(Extracted data entries)
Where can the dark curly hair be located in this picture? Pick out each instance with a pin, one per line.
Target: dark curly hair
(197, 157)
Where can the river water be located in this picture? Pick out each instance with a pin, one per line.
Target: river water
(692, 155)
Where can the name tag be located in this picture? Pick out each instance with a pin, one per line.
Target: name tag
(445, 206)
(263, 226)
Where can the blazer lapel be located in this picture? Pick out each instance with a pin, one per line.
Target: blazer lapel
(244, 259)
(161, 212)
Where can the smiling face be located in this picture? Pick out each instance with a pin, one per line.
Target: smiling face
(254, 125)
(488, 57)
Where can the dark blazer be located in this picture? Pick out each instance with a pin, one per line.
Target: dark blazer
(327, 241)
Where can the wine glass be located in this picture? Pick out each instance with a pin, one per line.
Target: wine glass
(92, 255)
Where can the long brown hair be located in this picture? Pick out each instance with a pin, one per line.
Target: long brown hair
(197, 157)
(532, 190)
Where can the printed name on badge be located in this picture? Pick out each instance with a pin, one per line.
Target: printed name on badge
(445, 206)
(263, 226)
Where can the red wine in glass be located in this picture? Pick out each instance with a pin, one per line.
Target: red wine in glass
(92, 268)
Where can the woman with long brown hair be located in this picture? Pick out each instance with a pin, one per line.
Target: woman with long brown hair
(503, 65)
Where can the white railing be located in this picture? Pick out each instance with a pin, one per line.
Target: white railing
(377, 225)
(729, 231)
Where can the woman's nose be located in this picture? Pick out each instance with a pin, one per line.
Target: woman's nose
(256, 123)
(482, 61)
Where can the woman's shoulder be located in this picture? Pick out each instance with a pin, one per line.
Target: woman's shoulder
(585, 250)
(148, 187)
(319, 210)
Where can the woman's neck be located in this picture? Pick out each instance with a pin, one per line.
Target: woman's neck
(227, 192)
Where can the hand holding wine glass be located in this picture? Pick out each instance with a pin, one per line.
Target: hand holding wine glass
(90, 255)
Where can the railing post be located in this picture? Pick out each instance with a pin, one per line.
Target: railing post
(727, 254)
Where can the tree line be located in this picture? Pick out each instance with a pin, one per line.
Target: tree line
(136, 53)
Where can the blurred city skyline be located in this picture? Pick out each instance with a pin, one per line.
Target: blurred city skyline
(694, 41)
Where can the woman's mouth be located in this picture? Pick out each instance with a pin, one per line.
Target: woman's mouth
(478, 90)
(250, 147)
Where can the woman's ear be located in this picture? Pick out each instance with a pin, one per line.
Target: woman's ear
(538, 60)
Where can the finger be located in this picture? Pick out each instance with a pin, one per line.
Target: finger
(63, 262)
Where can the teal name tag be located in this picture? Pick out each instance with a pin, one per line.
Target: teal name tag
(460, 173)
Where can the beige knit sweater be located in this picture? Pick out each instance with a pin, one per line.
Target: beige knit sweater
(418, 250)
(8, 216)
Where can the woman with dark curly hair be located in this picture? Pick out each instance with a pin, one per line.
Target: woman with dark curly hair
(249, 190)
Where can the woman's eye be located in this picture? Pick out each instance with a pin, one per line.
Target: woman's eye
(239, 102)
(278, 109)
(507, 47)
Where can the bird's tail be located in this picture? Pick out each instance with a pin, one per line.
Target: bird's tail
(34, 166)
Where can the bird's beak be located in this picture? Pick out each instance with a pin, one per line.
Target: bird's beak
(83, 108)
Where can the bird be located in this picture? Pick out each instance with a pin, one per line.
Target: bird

**Problem to solve**. Write out again, exactly as they appear above, the lines from the one containing "Where can the woman's eye" to the final line, and only those.

**Result of the task**.
Where can the woman's eye be located in this picture? Pick out each instance with a pin, one per line.
Target: woman's eye
(239, 102)
(278, 109)
(507, 47)
Where can the bird's tail be located in this picture? Pick out each instance with a pin, one per line.
Target: bird's tail
(34, 166)
Where can the bird's beak be located in this picture? Pick out each instance with a pin, one per line.
Target: bird's beak
(83, 108)
Where can the bird be located in this picture? Pick out each instance with a pin, one per line.
Target: bird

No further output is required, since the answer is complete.